Task details:
Transcribe the entries that follow exactly as they appear, minus pictures.

Source material:
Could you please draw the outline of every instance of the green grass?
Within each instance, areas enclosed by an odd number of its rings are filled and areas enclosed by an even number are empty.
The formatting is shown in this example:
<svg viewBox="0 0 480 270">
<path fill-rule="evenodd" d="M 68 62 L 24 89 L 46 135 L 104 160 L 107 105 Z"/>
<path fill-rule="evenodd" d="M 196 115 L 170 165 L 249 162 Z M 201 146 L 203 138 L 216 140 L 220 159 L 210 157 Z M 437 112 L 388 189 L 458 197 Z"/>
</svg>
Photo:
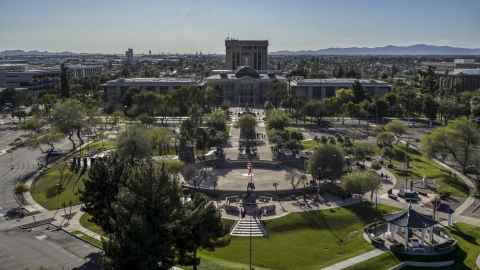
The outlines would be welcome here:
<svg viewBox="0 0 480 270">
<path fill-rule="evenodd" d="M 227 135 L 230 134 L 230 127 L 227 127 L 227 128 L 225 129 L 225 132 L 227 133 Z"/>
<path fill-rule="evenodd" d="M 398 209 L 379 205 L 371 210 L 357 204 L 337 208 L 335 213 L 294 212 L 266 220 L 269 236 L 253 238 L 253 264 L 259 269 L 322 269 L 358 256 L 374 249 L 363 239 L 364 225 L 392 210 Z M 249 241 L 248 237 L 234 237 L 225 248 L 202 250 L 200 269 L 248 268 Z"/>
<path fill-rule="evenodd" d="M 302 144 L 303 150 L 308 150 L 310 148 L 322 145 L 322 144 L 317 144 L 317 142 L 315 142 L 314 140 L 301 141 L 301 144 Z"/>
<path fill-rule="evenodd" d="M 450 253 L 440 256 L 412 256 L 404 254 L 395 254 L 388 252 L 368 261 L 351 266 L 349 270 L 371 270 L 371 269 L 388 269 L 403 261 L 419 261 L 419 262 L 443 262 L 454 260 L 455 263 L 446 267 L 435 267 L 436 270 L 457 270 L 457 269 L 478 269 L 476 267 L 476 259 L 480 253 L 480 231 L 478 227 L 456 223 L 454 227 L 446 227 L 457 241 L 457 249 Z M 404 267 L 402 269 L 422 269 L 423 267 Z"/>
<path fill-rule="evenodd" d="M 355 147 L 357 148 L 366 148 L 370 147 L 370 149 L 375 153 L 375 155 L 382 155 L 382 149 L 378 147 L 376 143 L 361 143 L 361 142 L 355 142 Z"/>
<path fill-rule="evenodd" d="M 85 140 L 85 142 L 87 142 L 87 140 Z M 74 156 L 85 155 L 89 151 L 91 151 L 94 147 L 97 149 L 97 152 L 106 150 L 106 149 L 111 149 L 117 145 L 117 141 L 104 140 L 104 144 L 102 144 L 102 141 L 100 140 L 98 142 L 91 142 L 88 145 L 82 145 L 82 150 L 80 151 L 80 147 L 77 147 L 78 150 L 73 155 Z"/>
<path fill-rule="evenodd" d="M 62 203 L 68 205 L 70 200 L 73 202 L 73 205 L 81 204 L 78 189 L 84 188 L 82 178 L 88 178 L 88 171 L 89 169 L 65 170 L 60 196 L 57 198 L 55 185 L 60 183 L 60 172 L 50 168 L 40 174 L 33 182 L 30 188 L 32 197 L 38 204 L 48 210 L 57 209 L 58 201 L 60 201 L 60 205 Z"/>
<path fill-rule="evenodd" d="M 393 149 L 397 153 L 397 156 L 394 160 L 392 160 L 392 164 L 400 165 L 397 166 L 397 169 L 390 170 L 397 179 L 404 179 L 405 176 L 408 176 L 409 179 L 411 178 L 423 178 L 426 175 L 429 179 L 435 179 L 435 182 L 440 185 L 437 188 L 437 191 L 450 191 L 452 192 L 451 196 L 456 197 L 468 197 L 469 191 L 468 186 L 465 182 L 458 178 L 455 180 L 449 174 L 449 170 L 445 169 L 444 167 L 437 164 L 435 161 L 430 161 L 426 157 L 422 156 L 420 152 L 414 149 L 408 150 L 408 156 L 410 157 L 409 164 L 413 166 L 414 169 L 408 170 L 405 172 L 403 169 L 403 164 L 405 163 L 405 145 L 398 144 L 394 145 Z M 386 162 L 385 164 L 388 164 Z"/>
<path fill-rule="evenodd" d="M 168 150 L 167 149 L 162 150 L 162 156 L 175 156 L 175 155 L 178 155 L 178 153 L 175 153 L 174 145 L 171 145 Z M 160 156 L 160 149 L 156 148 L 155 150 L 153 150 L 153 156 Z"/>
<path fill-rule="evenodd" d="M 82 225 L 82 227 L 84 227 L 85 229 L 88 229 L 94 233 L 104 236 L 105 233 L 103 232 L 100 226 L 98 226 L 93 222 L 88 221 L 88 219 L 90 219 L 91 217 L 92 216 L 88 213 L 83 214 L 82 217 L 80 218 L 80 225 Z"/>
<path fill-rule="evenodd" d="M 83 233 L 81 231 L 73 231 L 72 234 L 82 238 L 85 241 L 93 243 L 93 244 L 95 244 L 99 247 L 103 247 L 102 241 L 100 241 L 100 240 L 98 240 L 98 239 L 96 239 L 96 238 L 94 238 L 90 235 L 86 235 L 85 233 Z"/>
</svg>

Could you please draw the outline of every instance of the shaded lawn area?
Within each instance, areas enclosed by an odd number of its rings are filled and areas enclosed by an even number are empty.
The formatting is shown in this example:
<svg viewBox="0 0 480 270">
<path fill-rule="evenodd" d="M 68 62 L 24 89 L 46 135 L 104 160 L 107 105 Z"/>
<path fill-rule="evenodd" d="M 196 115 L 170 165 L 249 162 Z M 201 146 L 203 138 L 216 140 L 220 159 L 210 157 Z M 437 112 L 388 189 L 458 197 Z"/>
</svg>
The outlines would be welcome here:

Output of the task:
Could you please draw the outline of every instance of the green grass?
Within each instance, areas enclosed by an odd number of its rings are filled and areas enclosed by an even number are empty.
The formatting is shown in this example:
<svg viewBox="0 0 480 270">
<path fill-rule="evenodd" d="M 68 62 L 24 89 L 46 135 L 104 160 L 107 105 Z"/>
<path fill-rule="evenodd" d="M 196 115 L 170 165 L 249 162 Z M 201 146 L 203 138 L 216 140 L 220 159 L 210 157 Z M 437 112 L 388 189 L 458 197 Z"/>
</svg>
Photo:
The outlines would be welcome here:
<svg viewBox="0 0 480 270">
<path fill-rule="evenodd" d="M 227 135 L 230 134 L 230 127 L 227 127 L 227 128 L 225 129 L 225 132 L 227 133 Z"/>
<path fill-rule="evenodd" d="M 398 209 L 379 205 L 371 210 L 357 204 L 337 208 L 335 213 L 294 212 L 266 220 L 269 236 L 253 238 L 253 264 L 259 269 L 322 269 L 358 256 L 374 249 L 363 239 L 364 225 L 392 210 Z M 249 241 L 248 237 L 234 237 L 225 248 L 202 250 L 200 269 L 248 268 Z"/>
<path fill-rule="evenodd" d="M 302 144 L 303 150 L 308 150 L 310 148 L 322 145 L 322 144 L 317 144 L 317 142 L 315 142 L 314 140 L 301 141 L 301 144 Z"/>
<path fill-rule="evenodd" d="M 450 253 L 440 256 L 412 256 L 404 254 L 395 254 L 388 252 L 368 261 L 351 266 L 349 270 L 371 270 L 371 269 L 388 269 L 403 261 L 419 261 L 419 262 L 443 262 L 454 260 L 455 263 L 446 267 L 435 267 L 436 270 L 457 270 L 457 269 L 478 269 L 476 267 L 476 259 L 480 253 L 480 231 L 478 227 L 456 223 L 454 227 L 446 227 L 457 241 L 457 249 Z M 404 267 L 402 269 L 422 269 L 423 267 Z"/>
<path fill-rule="evenodd" d="M 355 147 L 357 148 L 366 148 L 370 147 L 370 149 L 375 153 L 375 155 L 382 155 L 382 149 L 378 147 L 376 143 L 361 143 L 361 142 L 355 142 Z"/>
<path fill-rule="evenodd" d="M 85 140 L 85 142 L 87 142 L 87 140 Z M 74 156 L 85 155 L 89 151 L 91 151 L 94 147 L 97 149 L 97 152 L 106 150 L 106 149 L 111 149 L 117 145 L 117 141 L 104 140 L 104 144 L 102 144 L 102 141 L 100 140 L 98 142 L 91 142 L 88 145 L 82 145 L 82 150 L 80 151 L 80 147 L 77 147 L 78 150 L 73 155 Z"/>
<path fill-rule="evenodd" d="M 62 203 L 68 205 L 70 200 L 73 202 L 73 205 L 81 204 L 78 189 L 84 188 L 82 178 L 88 178 L 88 171 L 89 169 L 65 170 L 60 196 L 57 198 L 55 185 L 60 183 L 60 172 L 50 168 L 40 174 L 33 182 L 30 188 L 32 197 L 38 204 L 48 210 L 57 209 L 58 201 L 60 201 L 60 205 Z"/>
<path fill-rule="evenodd" d="M 393 149 L 397 153 L 397 156 L 394 160 L 392 160 L 392 164 L 400 165 L 397 166 L 397 169 L 390 170 L 397 179 L 404 179 L 405 176 L 408 176 L 409 179 L 411 178 L 423 178 L 426 175 L 429 179 L 435 179 L 435 182 L 440 185 L 437 188 L 437 191 L 450 191 L 452 192 L 451 196 L 456 197 L 468 197 L 469 191 L 468 186 L 465 182 L 458 178 L 455 180 L 449 174 L 449 170 L 445 169 L 444 167 L 437 164 L 435 161 L 430 161 L 426 157 L 422 156 L 420 152 L 414 149 L 408 150 L 408 156 L 410 157 L 409 164 L 413 166 L 414 169 L 408 170 L 405 172 L 403 169 L 403 164 L 405 163 L 405 145 L 398 144 L 394 145 Z M 386 162 L 385 164 L 388 164 Z"/>
<path fill-rule="evenodd" d="M 168 150 L 167 149 L 162 150 L 162 156 L 175 156 L 175 155 L 178 155 L 178 153 L 175 153 L 174 145 L 171 145 Z M 160 156 L 160 149 L 156 148 L 155 150 L 153 150 L 153 156 Z"/>
<path fill-rule="evenodd" d="M 82 225 L 82 227 L 84 227 L 85 229 L 88 229 L 94 233 L 104 236 L 105 233 L 103 232 L 100 226 L 98 226 L 93 222 L 88 221 L 88 219 L 90 219 L 91 217 L 92 216 L 88 213 L 83 214 L 82 217 L 80 218 L 80 225 Z"/>
<path fill-rule="evenodd" d="M 83 233 L 81 231 L 73 231 L 72 234 L 82 238 L 85 241 L 93 243 L 93 244 L 95 244 L 99 247 L 103 247 L 102 241 L 100 241 L 100 240 L 98 240 L 98 239 L 96 239 L 96 238 L 94 238 L 90 235 L 86 235 L 85 233 Z"/>
</svg>

Could you please draw the outline of every instance of the shaded lawn area?
Within each instance, areas enclosed by an odd number of its rings are filled and areas enclosed by an even number are empty.
The formatting is shown in this example:
<svg viewBox="0 0 480 270">
<path fill-rule="evenodd" d="M 68 62 L 24 89 L 46 135 L 104 160 L 107 105 Z"/>
<path fill-rule="evenodd" d="M 196 115 L 170 165 L 249 162 Z M 201 146 L 203 138 L 216 140 L 220 159 L 210 157 Z M 437 112 L 388 189 L 458 197 Z"/>
</svg>
The outlines would be welcome here:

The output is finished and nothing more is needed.